------ Items ------

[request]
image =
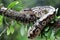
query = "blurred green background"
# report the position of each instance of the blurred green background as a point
(18, 30)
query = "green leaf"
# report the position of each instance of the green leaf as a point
(58, 17)
(52, 37)
(8, 31)
(11, 29)
(48, 34)
(12, 4)
(22, 31)
(1, 19)
(58, 33)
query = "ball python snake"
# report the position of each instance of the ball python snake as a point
(40, 14)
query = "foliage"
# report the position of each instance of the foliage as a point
(18, 30)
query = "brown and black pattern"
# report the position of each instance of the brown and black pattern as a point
(36, 29)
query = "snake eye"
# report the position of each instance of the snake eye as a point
(44, 23)
(37, 32)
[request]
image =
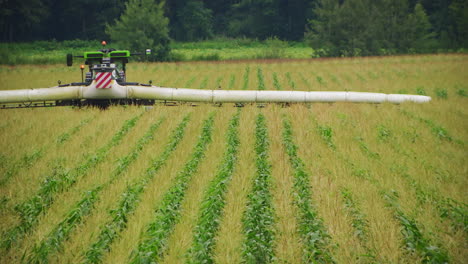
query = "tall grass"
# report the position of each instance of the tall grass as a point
(258, 220)
(154, 240)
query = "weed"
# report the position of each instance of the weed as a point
(313, 233)
(152, 247)
(214, 201)
(258, 217)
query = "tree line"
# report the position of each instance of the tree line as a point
(335, 27)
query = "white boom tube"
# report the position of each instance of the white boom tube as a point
(195, 95)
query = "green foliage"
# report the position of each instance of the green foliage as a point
(367, 27)
(261, 81)
(420, 91)
(291, 82)
(143, 26)
(441, 93)
(276, 49)
(245, 85)
(413, 237)
(314, 235)
(154, 242)
(258, 219)
(358, 221)
(462, 92)
(436, 129)
(276, 82)
(214, 199)
(53, 241)
(131, 197)
(59, 181)
(194, 22)
(326, 133)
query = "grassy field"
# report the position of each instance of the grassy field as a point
(318, 183)
(52, 52)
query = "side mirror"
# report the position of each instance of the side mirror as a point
(69, 60)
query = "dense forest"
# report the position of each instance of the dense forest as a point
(337, 27)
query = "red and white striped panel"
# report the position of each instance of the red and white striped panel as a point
(103, 80)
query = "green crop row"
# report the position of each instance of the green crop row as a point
(451, 209)
(245, 85)
(130, 199)
(57, 183)
(276, 83)
(153, 245)
(53, 241)
(232, 82)
(326, 133)
(358, 220)
(261, 81)
(291, 82)
(214, 200)
(454, 210)
(314, 235)
(204, 83)
(414, 240)
(25, 162)
(258, 219)
(67, 135)
(84, 207)
(28, 160)
(413, 237)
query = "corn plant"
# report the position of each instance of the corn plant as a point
(204, 83)
(314, 235)
(214, 199)
(448, 208)
(276, 82)
(258, 219)
(67, 135)
(56, 183)
(154, 241)
(189, 83)
(358, 219)
(414, 240)
(53, 241)
(245, 85)
(261, 81)
(219, 80)
(131, 198)
(436, 129)
(84, 207)
(326, 133)
(365, 149)
(28, 160)
(232, 82)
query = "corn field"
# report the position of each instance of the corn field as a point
(269, 183)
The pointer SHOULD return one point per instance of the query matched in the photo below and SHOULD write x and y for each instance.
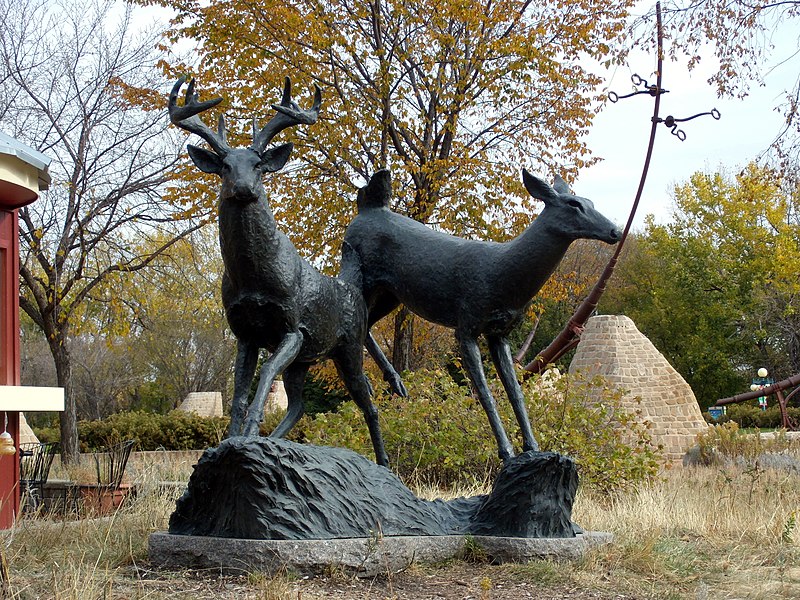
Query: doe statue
(274, 299)
(476, 288)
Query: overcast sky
(621, 132)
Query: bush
(176, 430)
(440, 435)
(724, 442)
(748, 416)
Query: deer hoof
(397, 386)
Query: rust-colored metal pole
(776, 388)
(570, 335)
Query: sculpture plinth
(273, 489)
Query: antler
(289, 114)
(186, 117)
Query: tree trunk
(70, 448)
(403, 340)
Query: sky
(620, 133)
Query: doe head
(571, 216)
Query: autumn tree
(716, 289)
(453, 95)
(179, 337)
(66, 68)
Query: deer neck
(248, 237)
(532, 257)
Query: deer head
(241, 169)
(573, 217)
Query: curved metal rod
(571, 331)
(765, 391)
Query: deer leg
(389, 374)
(283, 356)
(501, 357)
(350, 364)
(293, 378)
(471, 355)
(244, 369)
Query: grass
(699, 533)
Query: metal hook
(652, 90)
(672, 122)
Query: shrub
(440, 435)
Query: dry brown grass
(699, 533)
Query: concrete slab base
(364, 557)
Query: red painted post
(9, 358)
(23, 172)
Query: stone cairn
(209, 404)
(613, 347)
(203, 404)
(26, 435)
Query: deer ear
(275, 158)
(538, 188)
(205, 160)
(561, 186)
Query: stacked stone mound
(203, 404)
(276, 400)
(613, 347)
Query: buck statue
(273, 298)
(476, 288)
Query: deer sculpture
(476, 288)
(274, 299)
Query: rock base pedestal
(268, 504)
(362, 557)
(273, 489)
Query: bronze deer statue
(274, 299)
(476, 288)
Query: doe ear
(538, 188)
(275, 158)
(561, 186)
(205, 160)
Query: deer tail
(377, 193)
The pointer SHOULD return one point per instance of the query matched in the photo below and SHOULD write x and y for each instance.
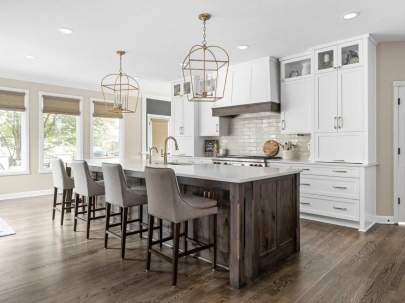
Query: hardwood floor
(45, 262)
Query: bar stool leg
(124, 231)
(107, 223)
(150, 238)
(175, 252)
(77, 197)
(55, 198)
(160, 232)
(214, 261)
(89, 200)
(140, 209)
(64, 195)
(185, 236)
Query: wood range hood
(235, 110)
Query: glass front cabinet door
(326, 59)
(350, 54)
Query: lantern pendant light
(206, 68)
(122, 87)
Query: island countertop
(223, 173)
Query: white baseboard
(26, 194)
(384, 219)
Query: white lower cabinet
(338, 194)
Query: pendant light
(123, 88)
(206, 68)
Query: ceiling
(158, 33)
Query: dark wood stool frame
(124, 224)
(66, 205)
(175, 237)
(91, 212)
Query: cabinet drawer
(338, 171)
(335, 187)
(348, 210)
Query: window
(13, 131)
(105, 131)
(60, 129)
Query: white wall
(34, 181)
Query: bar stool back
(61, 181)
(89, 190)
(118, 193)
(165, 201)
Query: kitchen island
(258, 219)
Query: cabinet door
(189, 118)
(326, 59)
(208, 125)
(351, 105)
(348, 147)
(178, 103)
(260, 81)
(241, 83)
(350, 54)
(296, 106)
(326, 101)
(228, 79)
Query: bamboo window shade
(13, 101)
(61, 105)
(105, 110)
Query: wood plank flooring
(44, 262)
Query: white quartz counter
(232, 174)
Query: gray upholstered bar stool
(61, 181)
(165, 201)
(89, 189)
(118, 193)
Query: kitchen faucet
(150, 153)
(165, 152)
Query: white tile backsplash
(249, 132)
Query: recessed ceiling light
(243, 47)
(351, 15)
(65, 31)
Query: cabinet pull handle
(340, 208)
(340, 187)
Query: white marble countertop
(223, 173)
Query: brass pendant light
(123, 87)
(206, 68)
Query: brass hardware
(123, 87)
(202, 66)
(176, 146)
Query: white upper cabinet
(326, 102)
(297, 94)
(242, 75)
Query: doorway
(158, 130)
(399, 151)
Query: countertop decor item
(207, 66)
(123, 87)
(271, 148)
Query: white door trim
(396, 86)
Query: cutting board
(271, 148)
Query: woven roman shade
(12, 101)
(105, 110)
(61, 105)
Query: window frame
(25, 135)
(121, 130)
(79, 129)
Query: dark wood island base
(258, 224)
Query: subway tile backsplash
(249, 132)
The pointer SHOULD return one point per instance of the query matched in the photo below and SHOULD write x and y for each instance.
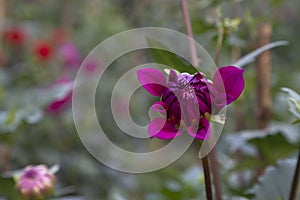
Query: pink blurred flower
(35, 182)
(43, 51)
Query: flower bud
(35, 182)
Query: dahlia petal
(172, 76)
(153, 80)
(232, 79)
(200, 131)
(163, 129)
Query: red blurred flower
(14, 36)
(43, 51)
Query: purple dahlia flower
(35, 182)
(189, 100)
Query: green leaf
(293, 102)
(164, 55)
(7, 188)
(276, 181)
(250, 57)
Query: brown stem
(207, 178)
(263, 74)
(189, 32)
(219, 45)
(295, 180)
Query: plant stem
(189, 32)
(295, 180)
(215, 173)
(213, 153)
(219, 45)
(207, 178)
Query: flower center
(186, 91)
(31, 174)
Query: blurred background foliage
(42, 46)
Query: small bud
(35, 182)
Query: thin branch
(189, 32)
(207, 178)
(216, 174)
(219, 45)
(295, 183)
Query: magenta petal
(233, 80)
(160, 107)
(163, 129)
(201, 131)
(153, 80)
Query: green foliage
(8, 188)
(276, 182)
(165, 56)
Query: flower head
(189, 100)
(35, 182)
(43, 51)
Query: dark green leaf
(250, 57)
(163, 55)
(7, 188)
(276, 181)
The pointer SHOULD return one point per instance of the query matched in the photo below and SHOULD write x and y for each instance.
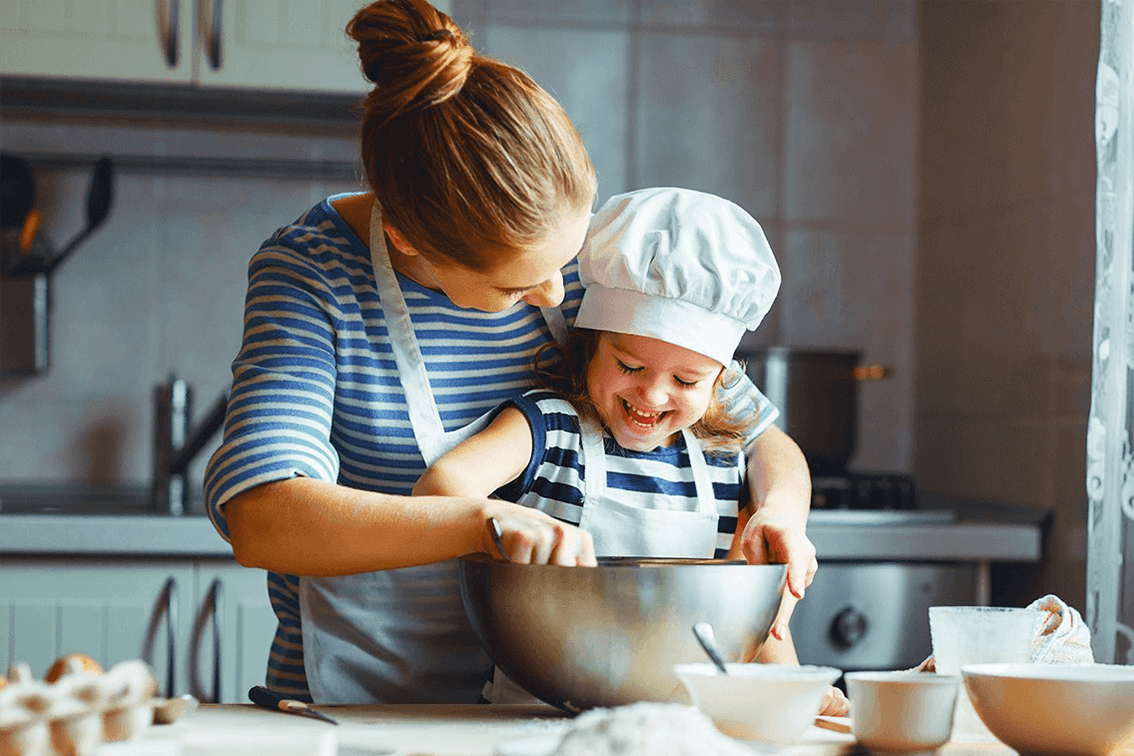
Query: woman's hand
(835, 704)
(534, 537)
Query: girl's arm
(779, 484)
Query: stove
(890, 491)
(870, 613)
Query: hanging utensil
(100, 196)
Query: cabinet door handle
(211, 609)
(169, 15)
(167, 608)
(211, 13)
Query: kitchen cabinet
(262, 44)
(211, 617)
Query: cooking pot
(817, 392)
(580, 637)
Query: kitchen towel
(1061, 637)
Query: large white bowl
(772, 703)
(1058, 710)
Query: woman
(378, 328)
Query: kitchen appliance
(817, 392)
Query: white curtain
(1110, 430)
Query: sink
(77, 499)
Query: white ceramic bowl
(771, 703)
(902, 712)
(1069, 710)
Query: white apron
(619, 529)
(397, 635)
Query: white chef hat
(678, 265)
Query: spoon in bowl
(708, 640)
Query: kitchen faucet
(176, 444)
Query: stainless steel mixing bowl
(580, 637)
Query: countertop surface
(423, 730)
(107, 525)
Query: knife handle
(262, 696)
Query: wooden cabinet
(211, 617)
(233, 605)
(263, 44)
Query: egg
(72, 664)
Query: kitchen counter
(420, 729)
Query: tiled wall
(1006, 264)
(804, 112)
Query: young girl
(628, 436)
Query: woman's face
(532, 275)
(648, 390)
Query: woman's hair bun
(413, 53)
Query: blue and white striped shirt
(661, 478)
(315, 390)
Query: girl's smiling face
(648, 390)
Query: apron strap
(707, 501)
(594, 459)
(423, 413)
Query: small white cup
(979, 635)
(902, 712)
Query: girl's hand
(534, 537)
(835, 704)
(773, 537)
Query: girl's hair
(470, 159)
(718, 430)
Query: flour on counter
(646, 729)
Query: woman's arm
(304, 526)
(492, 458)
(312, 527)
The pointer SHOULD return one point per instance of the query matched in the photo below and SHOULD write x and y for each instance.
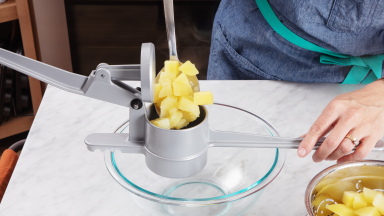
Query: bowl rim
(334, 168)
(259, 185)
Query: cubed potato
(378, 202)
(188, 68)
(173, 110)
(167, 75)
(167, 104)
(172, 67)
(367, 211)
(157, 90)
(370, 194)
(190, 117)
(341, 210)
(175, 118)
(203, 98)
(162, 123)
(166, 91)
(360, 202)
(187, 105)
(181, 89)
(182, 123)
(322, 200)
(349, 197)
(336, 190)
(165, 82)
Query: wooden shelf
(20, 10)
(15, 126)
(8, 11)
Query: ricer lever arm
(104, 83)
(230, 139)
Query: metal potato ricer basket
(168, 153)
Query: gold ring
(353, 139)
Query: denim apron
(311, 41)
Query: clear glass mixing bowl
(231, 182)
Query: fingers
(332, 141)
(366, 146)
(343, 149)
(346, 145)
(321, 127)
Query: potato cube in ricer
(181, 86)
(167, 104)
(341, 210)
(187, 105)
(182, 124)
(367, 211)
(370, 194)
(172, 67)
(190, 117)
(349, 198)
(166, 88)
(189, 69)
(360, 202)
(175, 118)
(378, 202)
(162, 123)
(157, 90)
(167, 75)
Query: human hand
(359, 113)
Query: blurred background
(77, 35)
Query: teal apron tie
(361, 65)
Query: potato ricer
(168, 153)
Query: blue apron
(241, 50)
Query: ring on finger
(355, 141)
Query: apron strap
(360, 72)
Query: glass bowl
(231, 182)
(347, 176)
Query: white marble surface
(57, 175)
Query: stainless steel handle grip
(54, 76)
(171, 33)
(229, 139)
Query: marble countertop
(57, 175)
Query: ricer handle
(170, 23)
(113, 141)
(230, 139)
(54, 76)
(104, 83)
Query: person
(329, 41)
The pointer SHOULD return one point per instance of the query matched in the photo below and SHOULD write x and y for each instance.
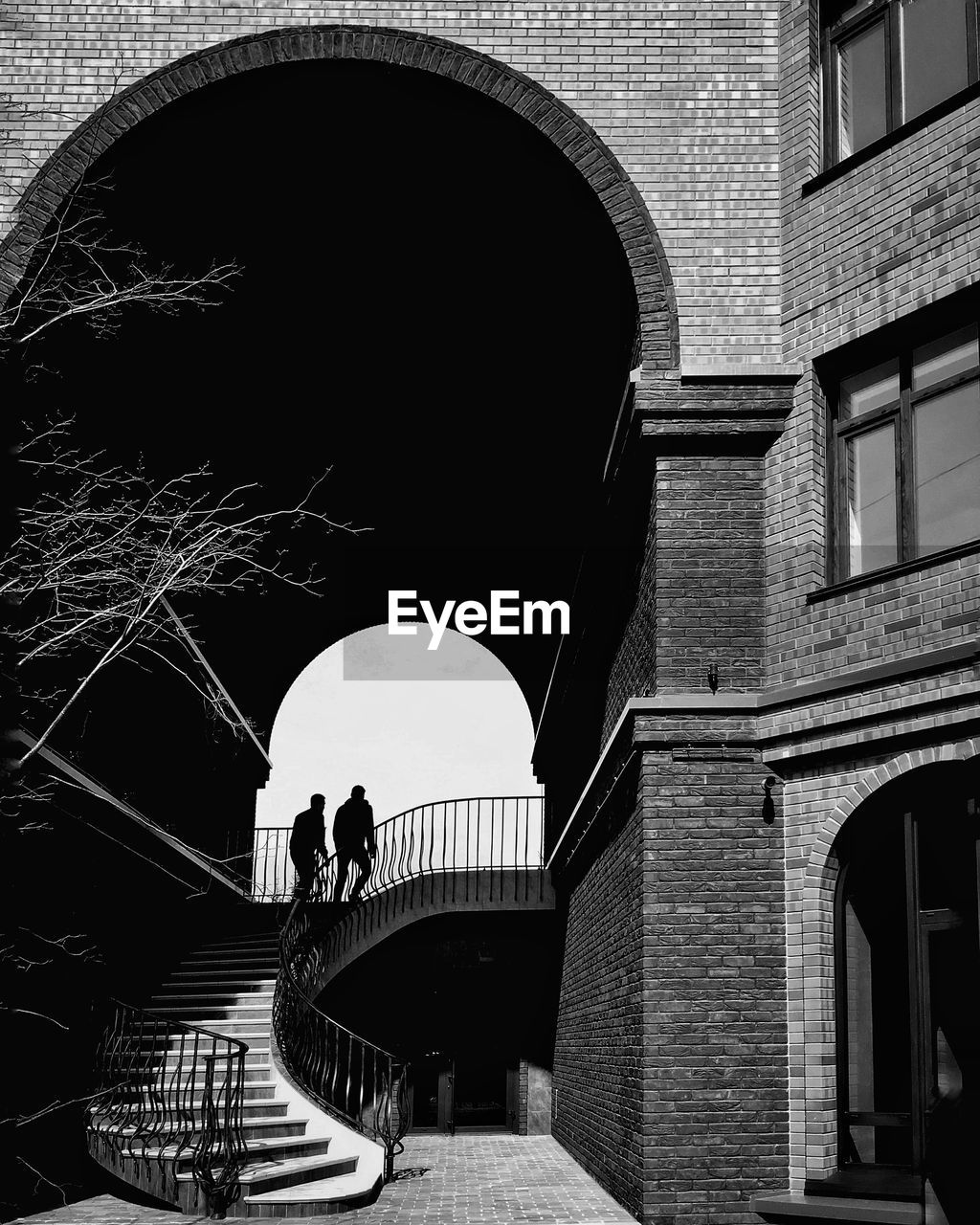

------

What is needed ▸
Could you revise the entries from the line with "Query: glass bowl" through the end of the entries, replacing "marble" with "granite" and keeping everything else unchanged? Leave the pictures out of your answer.

Complete response ▸
Query: glass bowl
(231, 182)
(347, 176)
Query: white granite surface
(57, 175)
Query: stainless steel handle grip
(54, 76)
(171, 33)
(229, 139)
Query: granite countertop
(57, 175)
Query: ricer handle
(170, 23)
(113, 141)
(230, 139)
(54, 76)
(104, 83)
Query: person
(329, 41)
The pointer SHOULD return one point per instance of the query matched in the photo below and SHOULD write x and y for each instance.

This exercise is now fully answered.